▶ **What is asked**
Copy the stretch of rows from the very start through the line containing "[761,56,772,107]", both ends included, with the labeling requests kept as they are. Shift every bounding-box coordinate up by 148, and leave the pictures out.

▶ **Given data**

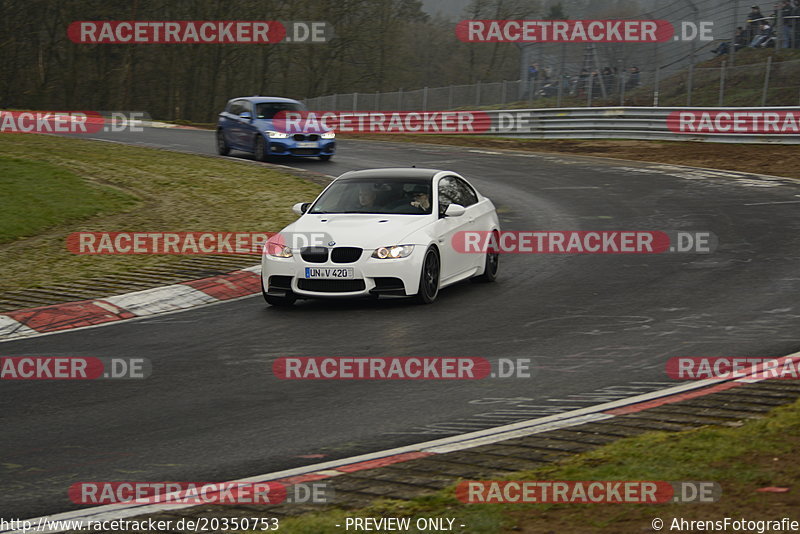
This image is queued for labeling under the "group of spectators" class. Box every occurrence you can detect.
[711,0,800,56]
[528,63,641,97]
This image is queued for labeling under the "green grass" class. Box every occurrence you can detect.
[0,157,136,243]
[266,403,800,534]
[0,134,321,291]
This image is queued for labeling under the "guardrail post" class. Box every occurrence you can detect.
[728,0,744,67]
[556,43,567,108]
[653,67,661,107]
[761,56,772,107]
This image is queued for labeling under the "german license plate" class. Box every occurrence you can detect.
[306,267,353,279]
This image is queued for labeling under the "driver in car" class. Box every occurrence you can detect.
[358,185,378,209]
[411,186,431,211]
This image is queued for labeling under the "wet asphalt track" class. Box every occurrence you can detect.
[0,128,800,518]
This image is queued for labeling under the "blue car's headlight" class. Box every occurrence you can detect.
[372,245,414,260]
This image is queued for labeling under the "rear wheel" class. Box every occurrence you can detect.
[473,232,500,282]
[417,248,441,304]
[253,135,269,161]
[217,130,231,156]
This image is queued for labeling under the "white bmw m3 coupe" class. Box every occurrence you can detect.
[261,168,500,306]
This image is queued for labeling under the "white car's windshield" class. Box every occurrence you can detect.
[309,179,433,215]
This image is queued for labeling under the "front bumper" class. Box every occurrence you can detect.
[261,246,425,298]
[267,138,336,157]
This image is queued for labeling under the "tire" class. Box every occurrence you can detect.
[472,232,500,282]
[217,130,231,156]
[417,248,442,304]
[261,279,297,308]
[253,135,269,161]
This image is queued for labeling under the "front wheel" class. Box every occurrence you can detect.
[417,248,441,304]
[253,135,269,161]
[217,130,231,156]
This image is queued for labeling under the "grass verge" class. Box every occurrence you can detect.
[0,157,136,243]
[268,402,800,534]
[0,134,321,291]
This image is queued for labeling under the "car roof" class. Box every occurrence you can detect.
[228,96,300,104]
[337,167,455,180]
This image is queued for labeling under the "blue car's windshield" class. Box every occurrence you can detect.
[256,102,306,119]
[309,178,432,215]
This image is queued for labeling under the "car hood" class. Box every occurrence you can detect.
[253,119,331,134]
[281,213,433,249]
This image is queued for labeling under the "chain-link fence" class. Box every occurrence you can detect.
[306,0,800,111]
[305,56,800,111]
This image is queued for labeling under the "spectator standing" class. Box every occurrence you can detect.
[747,6,764,41]
[750,21,772,48]
[775,0,794,48]
[625,67,640,91]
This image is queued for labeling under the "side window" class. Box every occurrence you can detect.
[237,100,253,115]
[439,176,459,215]
[455,178,478,208]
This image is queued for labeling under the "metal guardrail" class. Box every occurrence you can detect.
[483,106,800,144]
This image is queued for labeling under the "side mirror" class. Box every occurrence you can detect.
[292,202,311,215]
[444,204,467,217]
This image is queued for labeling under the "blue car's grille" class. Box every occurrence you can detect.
[292,134,319,141]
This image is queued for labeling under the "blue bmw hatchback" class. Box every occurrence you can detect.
[217,96,336,161]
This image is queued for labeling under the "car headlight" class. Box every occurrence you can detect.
[264,243,293,258]
[372,245,414,260]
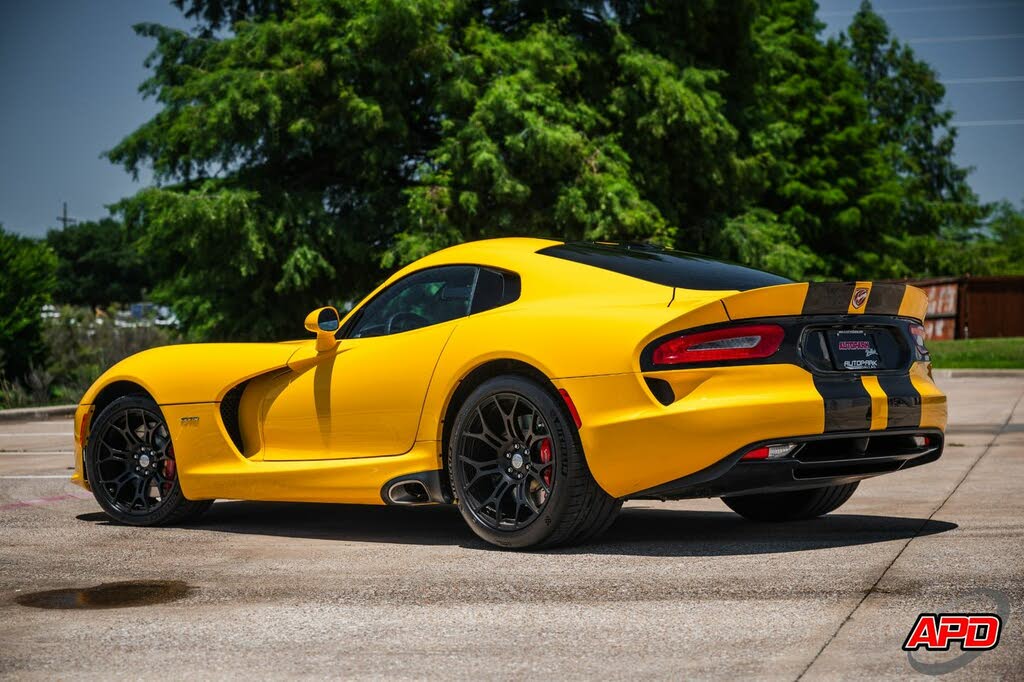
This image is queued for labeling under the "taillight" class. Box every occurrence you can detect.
[651,325,785,365]
[740,442,797,460]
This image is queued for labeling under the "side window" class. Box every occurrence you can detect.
[348,265,478,338]
[471,267,521,313]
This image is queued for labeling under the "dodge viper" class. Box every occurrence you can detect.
[73,239,946,548]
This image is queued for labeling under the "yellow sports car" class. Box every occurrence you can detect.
[74,239,946,548]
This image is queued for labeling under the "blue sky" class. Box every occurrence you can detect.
[0,0,1024,236]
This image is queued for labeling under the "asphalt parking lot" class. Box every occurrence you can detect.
[0,373,1024,679]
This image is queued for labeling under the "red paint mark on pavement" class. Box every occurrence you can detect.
[0,495,92,511]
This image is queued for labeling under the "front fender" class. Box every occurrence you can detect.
[81,341,312,404]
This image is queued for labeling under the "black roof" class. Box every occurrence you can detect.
[537,242,793,291]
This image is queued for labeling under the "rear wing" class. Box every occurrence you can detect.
[722,282,928,322]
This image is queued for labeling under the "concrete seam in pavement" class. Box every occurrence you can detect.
[797,385,1024,680]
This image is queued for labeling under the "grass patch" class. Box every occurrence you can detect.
[928,336,1024,370]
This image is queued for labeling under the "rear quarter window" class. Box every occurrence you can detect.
[538,242,793,291]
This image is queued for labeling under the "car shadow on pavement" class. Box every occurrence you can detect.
[78,502,956,556]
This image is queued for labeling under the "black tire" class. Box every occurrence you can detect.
[722,482,858,521]
[85,395,213,525]
[447,375,623,549]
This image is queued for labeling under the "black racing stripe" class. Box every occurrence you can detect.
[864,284,906,315]
[814,376,871,433]
[804,282,853,315]
[879,374,921,429]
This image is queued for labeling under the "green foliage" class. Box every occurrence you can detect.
[109,0,987,339]
[0,225,57,379]
[46,218,153,306]
[0,306,179,409]
[928,337,1024,370]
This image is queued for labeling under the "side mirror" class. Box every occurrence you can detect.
[306,305,341,353]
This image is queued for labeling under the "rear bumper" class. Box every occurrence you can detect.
[630,429,944,500]
[554,363,946,498]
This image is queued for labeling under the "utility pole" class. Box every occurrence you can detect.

▶ **Solution**
This image is queued for labeling under the "group of spectators" class. Box every occurrence you can detect.
[859,148,948,204]
[676,211,789,245]
This image is queued for labeling under the "green grass" class. Box every occurrence you can detect.
[148,305,284,391]
[414,551,948,682]
[148,282,469,439]
This image is queued for labeling under the "guardrail post" class. Box every occurrence you can detect.
[876,148,892,215]
[704,191,715,256]
[801,215,809,255]
[909,204,920,255]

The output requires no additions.